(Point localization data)
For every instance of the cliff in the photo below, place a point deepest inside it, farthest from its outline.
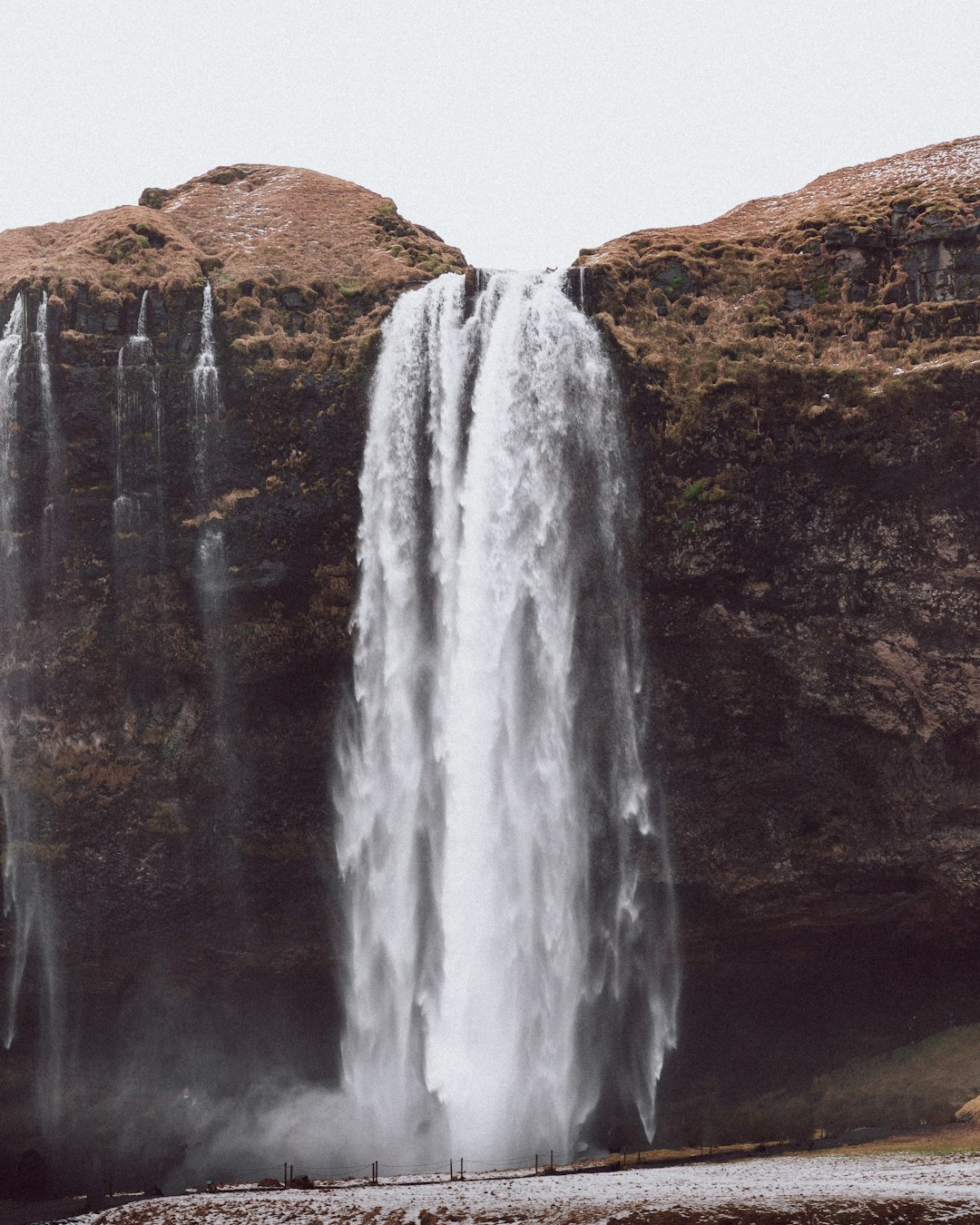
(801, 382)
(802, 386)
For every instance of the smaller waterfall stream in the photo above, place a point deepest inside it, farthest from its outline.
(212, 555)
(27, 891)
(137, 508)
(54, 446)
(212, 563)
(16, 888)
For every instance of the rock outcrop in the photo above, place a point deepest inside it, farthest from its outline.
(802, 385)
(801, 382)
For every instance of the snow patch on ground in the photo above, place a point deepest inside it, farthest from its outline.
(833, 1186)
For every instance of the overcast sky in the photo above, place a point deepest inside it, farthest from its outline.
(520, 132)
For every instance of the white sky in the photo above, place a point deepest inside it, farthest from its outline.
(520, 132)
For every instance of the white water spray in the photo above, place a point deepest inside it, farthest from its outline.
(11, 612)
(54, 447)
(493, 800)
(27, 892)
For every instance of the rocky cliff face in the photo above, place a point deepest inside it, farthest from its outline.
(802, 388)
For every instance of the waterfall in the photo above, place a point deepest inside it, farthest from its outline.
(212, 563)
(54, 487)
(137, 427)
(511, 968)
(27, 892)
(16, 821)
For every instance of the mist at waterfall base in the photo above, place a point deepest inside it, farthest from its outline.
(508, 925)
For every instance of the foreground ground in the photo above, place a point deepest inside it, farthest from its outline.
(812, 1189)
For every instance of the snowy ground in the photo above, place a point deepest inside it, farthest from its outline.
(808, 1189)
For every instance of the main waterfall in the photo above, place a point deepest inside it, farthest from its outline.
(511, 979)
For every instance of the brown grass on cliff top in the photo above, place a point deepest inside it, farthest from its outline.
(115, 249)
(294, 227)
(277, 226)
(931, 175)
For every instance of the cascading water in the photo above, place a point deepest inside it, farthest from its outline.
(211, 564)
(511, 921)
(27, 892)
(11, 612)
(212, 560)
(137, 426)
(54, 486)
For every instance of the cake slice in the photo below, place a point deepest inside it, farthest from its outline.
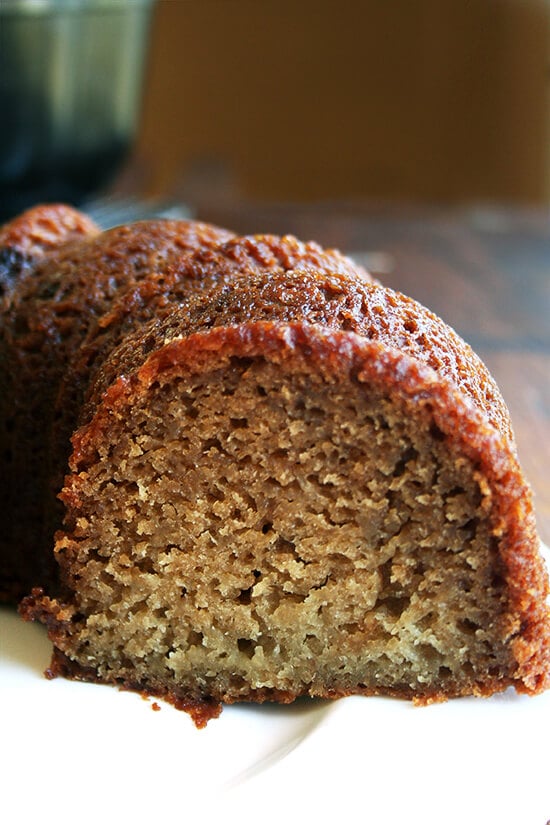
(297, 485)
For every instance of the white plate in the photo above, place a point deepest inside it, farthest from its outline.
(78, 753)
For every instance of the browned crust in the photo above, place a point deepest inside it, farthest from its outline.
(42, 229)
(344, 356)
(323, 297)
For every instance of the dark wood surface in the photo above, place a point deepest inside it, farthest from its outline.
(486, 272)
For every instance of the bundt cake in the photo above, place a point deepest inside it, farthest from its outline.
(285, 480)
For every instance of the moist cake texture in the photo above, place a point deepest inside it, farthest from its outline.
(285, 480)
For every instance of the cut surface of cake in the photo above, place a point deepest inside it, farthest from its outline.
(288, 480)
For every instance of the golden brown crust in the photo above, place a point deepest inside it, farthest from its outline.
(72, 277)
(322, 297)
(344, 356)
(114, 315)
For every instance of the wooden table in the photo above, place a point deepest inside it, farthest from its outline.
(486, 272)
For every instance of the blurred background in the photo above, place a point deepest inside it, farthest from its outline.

# Task goal:
Each entry needs to be retyped exactly; the pictures stay out.

# Final answer:
For every instance of the cliff in the photo below, place a point deepest inside it, farthest from its outline.
(801, 382)
(802, 386)
For every instance of the smaller waterfall stream in the photo above, place a point deepest inside it, farthest from its outline.
(212, 555)
(27, 891)
(137, 508)
(54, 446)
(212, 563)
(16, 888)
For every instance of the rock outcrop in the photo above, place a point deepest inside it, farthest from its outline.
(802, 385)
(801, 382)
For every instance of the snow patch on ground in the photo above, place a point deepest inside it, farthest from its outline.
(833, 1186)
For every instance of the overcast sky in the photo above, place a point deepest inside it, farthest from its outline.
(520, 132)
For every instance of the white sky in the photo above, place a point deepest inside it, farthest from its outline.
(520, 132)
For every instance of the white water spray in the photo above, place a point deepest inside it, farthest from its outline.
(11, 612)
(54, 447)
(493, 800)
(27, 892)
For every instance of the rocky cliff face in the photo above, place a point deepest inside it, farthest from its outline.
(802, 388)
For every instance of the waterfall in the photo above, place a point deepest inside it, farthest from its outline.
(212, 563)
(54, 487)
(137, 427)
(511, 968)
(27, 892)
(16, 821)
For every instance of the mist at waterfall base in the photo above, place a point deepest inside it, farthest from its outline.
(508, 925)
For every instance of the foreground ground in the photo above, place a point deepest inside it, farthest from its outline.
(812, 1189)
For every instance of the snowy ground in the photo above, place a point deepest inside it, farthest from its outline.
(808, 1189)
For every instance of the main waterfall in the photo above, place a point deepest inside it, farthest from its outline.
(511, 979)
For every instance of the brown grass on cliff top in the photo above, place a point deepest inside it, farthest from its outline.
(115, 249)
(294, 227)
(277, 226)
(931, 175)
For every instance of the cascading water in the photo above, place a point deepest inside it, farthest from its outline.
(211, 564)
(511, 921)
(27, 892)
(11, 612)
(212, 560)
(137, 426)
(54, 486)
For every instance of the cake slice in the photo below, place a point deepest inside it, farthest from its outline.
(297, 485)
For every instance of the white plate in the photo above, place a point deepest inside it, farthest from its outline.
(78, 753)
For every instance of the browned crust in the photo above, place a point deepest inside it, farthest from its outline.
(42, 229)
(344, 356)
(323, 297)
For every instance of the dark wood surface in the photo above, place a point deepest inside it, farthest from its outline.
(486, 272)
For every instance of the bundt cake in the photo above, place a point deepest inside it, farthest from its outline.
(285, 480)
For every instance of the moist cake texture in the photo above, place a point deepest inside it, farthest from its outline.
(285, 480)
For every instance of the cut surface of cake in the photo above, place a point deepest inside it, farthest from its outline.
(288, 480)
For every instance of the golden brown crust in the photo above, place a point deepest inside it, farthest from its outline.
(72, 277)
(322, 297)
(344, 356)
(114, 315)
For every instance of the wooden table in the photo above, place a point deepest inside it, farthest from its outline.
(486, 272)
For every instance of the blurred background in the photo above, place a point deepest inside it, farthest from its outline.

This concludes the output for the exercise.